(STUDY MATERIAL)

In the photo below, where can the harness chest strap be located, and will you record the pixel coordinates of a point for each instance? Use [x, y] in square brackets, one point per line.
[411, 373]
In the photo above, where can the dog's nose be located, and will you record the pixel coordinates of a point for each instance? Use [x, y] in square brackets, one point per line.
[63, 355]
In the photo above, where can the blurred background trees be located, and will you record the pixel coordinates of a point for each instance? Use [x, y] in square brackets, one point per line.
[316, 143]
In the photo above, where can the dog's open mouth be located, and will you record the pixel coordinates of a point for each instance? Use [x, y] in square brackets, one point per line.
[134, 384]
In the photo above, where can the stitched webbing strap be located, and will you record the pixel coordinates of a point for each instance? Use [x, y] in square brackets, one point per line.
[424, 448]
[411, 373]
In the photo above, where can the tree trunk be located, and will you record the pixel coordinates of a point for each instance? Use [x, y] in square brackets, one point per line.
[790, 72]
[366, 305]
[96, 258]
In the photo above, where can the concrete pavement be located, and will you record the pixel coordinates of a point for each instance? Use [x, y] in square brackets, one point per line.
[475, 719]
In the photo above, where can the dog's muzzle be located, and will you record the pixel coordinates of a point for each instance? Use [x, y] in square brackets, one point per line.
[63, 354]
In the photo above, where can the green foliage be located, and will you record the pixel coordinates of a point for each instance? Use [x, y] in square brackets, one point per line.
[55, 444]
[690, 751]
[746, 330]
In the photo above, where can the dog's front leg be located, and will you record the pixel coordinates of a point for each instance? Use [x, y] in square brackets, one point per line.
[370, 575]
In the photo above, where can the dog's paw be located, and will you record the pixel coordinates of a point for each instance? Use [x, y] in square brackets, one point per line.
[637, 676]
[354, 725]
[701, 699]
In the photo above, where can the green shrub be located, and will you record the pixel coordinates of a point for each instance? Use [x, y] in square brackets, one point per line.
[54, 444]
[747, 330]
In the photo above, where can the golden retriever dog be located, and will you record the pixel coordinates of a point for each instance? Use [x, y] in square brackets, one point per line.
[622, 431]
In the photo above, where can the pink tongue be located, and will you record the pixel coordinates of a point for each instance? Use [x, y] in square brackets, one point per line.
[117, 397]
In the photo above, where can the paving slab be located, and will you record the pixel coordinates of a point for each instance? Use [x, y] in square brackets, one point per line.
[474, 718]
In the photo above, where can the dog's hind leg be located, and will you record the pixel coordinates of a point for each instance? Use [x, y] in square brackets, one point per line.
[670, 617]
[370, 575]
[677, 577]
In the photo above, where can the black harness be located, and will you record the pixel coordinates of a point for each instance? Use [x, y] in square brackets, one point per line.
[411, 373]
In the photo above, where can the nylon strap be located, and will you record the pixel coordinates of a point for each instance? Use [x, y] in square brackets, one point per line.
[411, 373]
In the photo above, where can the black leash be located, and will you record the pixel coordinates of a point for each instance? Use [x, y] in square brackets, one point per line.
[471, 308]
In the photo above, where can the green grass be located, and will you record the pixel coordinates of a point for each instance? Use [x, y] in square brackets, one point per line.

(End STUDY MATERIAL)

ASSIGNED TASK: Start at the first line of the material and write everything out exactly.

WRITTEN ANSWER:
In the photo below, where can the harness chest strap be located, and will you record the pixel coordinates of a point for each instance? Use [x, y] in square brackets, one point per line.
[411, 373]
In the photo above, where can the dog's nose be located, and will you record the pixel coordinates of a point for each instance? Use [x, y] in square brackets, one point per line.
[63, 355]
In the photo above, where can the blurred background trees be located, and will you record the pixel coordinates of a point for each instance? Use [x, y] in square brackets, one point per line.
[316, 143]
In the photo above, where can the dog's open mouth be located, and will you record the pixel coordinates of a point for each instance? Use [x, y] in square brackets, one point per line.
[134, 384]
In the photo above, where can the stitched webbing strap be located, and will you record the pixel coordinates of a point for each instance? Use [x, y] in square brackets, one point per line.
[424, 448]
[411, 373]
In the photo above, where can the tree trunk be located, and will you record the pixel coordinates of a point for each instance? Use [x, y] in square brackets, one point per line.
[790, 72]
[366, 305]
[96, 258]
In the photo above, where can the concrete pavement be located, and will you record the pixel coordinates of a point for each instance? Use [x, y] in square brackets, one point per line.
[475, 719]
In the photo above, where can the dog's muzzle be located, and will you record the pixel coordinates of a point for each instance? Use [x, y] in square brackets, one point per line.
[63, 354]
In the photo above, where can the green foliage be located, and will you record the pixel coordinates of a point for each instance? Use [x, y] in square brackets, one point per line.
[55, 444]
[690, 751]
[746, 330]
In the photo above, where can the dog's front leg be located, and will you record the pixel coordinates of a point for each instance? Use [x, y] in square brackets, one point per line.
[370, 575]
In the photo above, where can the dog's paw be located, and will you record the pixel coordinates of a point for each instance? Use [x, y] in square brackets, one point per line.
[637, 676]
[354, 725]
[701, 699]
In the photo above, where can the green shrub be located, and will you record the pixel coordinates of a point for each instance? Use [x, y] in square brackets, one point per line.
[54, 444]
[747, 330]
In the photo above, where can the golden retriever dog be located, and will you record the pixel coordinates of a point for each instance? Use [x, y] in square brackets, one point per line.
[622, 431]
In the photo above, where can the pink tongue be located, and will you record the pixel coordinates of a point for each instance? Use [x, y] in square brackets, one point per line.
[117, 397]
In the photo above, where can the paving slab be located, and will you record the pixel coordinates of a point for each instance? Use [x, y] in square brackets, one point per line.
[474, 718]
In the photo above, where can the dog's hind leg be located, and will you record the pixel coordinates of a point for each instance? Use [x, y] in square brackets, one point per line.
[670, 617]
[370, 575]
[677, 577]
In the photo above, where can the black harness be located, and will you record the pixel coordinates of a point for each instance? Use [x, y] in square brackets, one point per line.
[411, 373]
In the photo above, where can the nylon strap be located, and will you record the pixel coordinates of a point for each instance? Use [x, y] in square brackets, one point per line.
[411, 373]
In the photo above, where can the black leash be located, and will you record the pixel coordinates of a point for each instance? Use [x, y] in square brackets, one point per line.
[471, 308]
In the photo above, where can the green grass be located, and will you record the pixel coordinates of a point for each instance? Use [x, y] in square brackets, one point per line.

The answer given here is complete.